ФРАГМЕНТ ТЕКСТА:
<<<<

Клеменс для Майка – совсем не читатель. Хотя Майк и обращается в рукописи к нему напрямую, но это своего рода  риторика, а иногда - внутренний диалог, как в тайном дневнике. Конечно, Майк не рассчитывал, что Клеменс эту рукопись прочтёт. И, как Вы сами видите, интрига не связана с тем – прочтёт ли Клеменс её или нет. Да, Клеменс передаёт рукопись к издателю – но по этому факту невозможно сделать вывод, что он «хороший читатель» – тем более, идеальный. Равно как и невозможно определить, как же всё-таки он относился к Майку. Клеменс остаётся непроницаемой (непостижимой) «вещью в себе» до конца.

 

Valentina Parisi. Вы утверждаете, что Ваше родное место – Ленинград, а точнее Ингерманландия. Вы могли бы объяснить это понятие для итальянских читателей? Каким образом это укоренение в многогранной самоидентификации сказывалось на Вашем творчестве?

 

МАРИНА. Об Ингерманландии  любой пытливый человек может прочесть в Интернете. В отличие от набоковской Зоорландии, название это не вымышленное, хотя и основательно забытое. Как не вымышлена и сама земля. Это территория, которая тянется с запада на восток - он Финского залива (Балтийского моря) - до Ладожского озера. Примерно сто двадцать километров по этой оси.  В Ингерманландию (или Ингрию) входит, в основном, северная часть Петербургской губернии (Ленинградской области) и сам Петербург. Эта территория неоднократно переходила из рук в руки шведских и финно-угорских племён, но Пётр Первый окончательно прибрал её к своим рукам. Сейчас начинается историческое возрождение самосознания среди коренных этносов этой земли. Данный район граничит с Финляндией, поэтому там есть движение «сепаратизма». В кавычки взяла, так оно, увы, слабое.

>>>>

УСЛОВИЕ ЗАДАНИЯ:
Выпишите дословно из фрагмента интервью отрывок от слов «Клеменс для Майка» до слов «на Вашем творчестве?» включительно.

ВЫДЕРЖКА ИЗ ЛИСТИНГА:
<<<<

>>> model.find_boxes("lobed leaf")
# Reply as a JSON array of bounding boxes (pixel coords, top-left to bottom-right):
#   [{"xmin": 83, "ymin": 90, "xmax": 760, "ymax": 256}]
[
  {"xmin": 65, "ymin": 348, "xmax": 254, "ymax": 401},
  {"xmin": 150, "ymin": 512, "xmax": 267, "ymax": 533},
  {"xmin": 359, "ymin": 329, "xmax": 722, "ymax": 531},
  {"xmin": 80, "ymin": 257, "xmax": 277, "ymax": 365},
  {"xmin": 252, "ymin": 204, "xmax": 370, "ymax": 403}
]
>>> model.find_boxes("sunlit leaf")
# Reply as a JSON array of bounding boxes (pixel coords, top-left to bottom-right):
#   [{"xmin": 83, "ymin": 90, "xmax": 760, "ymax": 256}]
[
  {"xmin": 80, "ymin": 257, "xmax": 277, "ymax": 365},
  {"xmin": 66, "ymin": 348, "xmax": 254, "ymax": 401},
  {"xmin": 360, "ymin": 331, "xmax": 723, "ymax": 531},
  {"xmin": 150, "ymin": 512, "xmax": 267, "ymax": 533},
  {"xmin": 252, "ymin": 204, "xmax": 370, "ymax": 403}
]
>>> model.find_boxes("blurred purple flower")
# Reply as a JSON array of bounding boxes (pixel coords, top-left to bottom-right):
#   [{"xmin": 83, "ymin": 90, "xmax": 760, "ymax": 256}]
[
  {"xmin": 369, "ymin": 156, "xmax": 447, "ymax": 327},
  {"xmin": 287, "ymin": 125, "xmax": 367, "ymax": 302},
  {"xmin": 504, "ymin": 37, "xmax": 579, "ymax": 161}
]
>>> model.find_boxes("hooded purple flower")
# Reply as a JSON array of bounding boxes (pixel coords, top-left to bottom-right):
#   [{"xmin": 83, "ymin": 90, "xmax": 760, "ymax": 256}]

>>>>

ОТВЕТ НА ЗАДАНИЕ:
Клеменс для Майка – совсем не читатель. Хотя Майк и обращается в рукописи к нему напрямую, но это своего рода  риторика, а иногда - внутренний диалог, как в тайном дневнике. Конечно, Майк не рассчитывал, что Клеменс эту рукопись прочтёт. И, как Вы сами видите, интрига не связана с тем – прочтёт ли Клеменс её или нет. Да, Клеменс передаёт рукопись к издателю – но по этому факту невозможно сделать вывод, что он «хороший читатель» – тем более, идеальный. Равно как и невозможно определить, как же всё-таки он относился к Майку. Клеменс остаётся непроницаемой (непостижимой) «вещью в себе» до конца.

 

Valentina Parisi. Вы утверждаете, что Ваше родное место – Ленинград, а точнее Ингерманландия. Вы могли бы объяснить это понятие для итальянских читателей? Каким образом это укоренение в многогранной самоидентификации сказывалось на Вашем творчестве?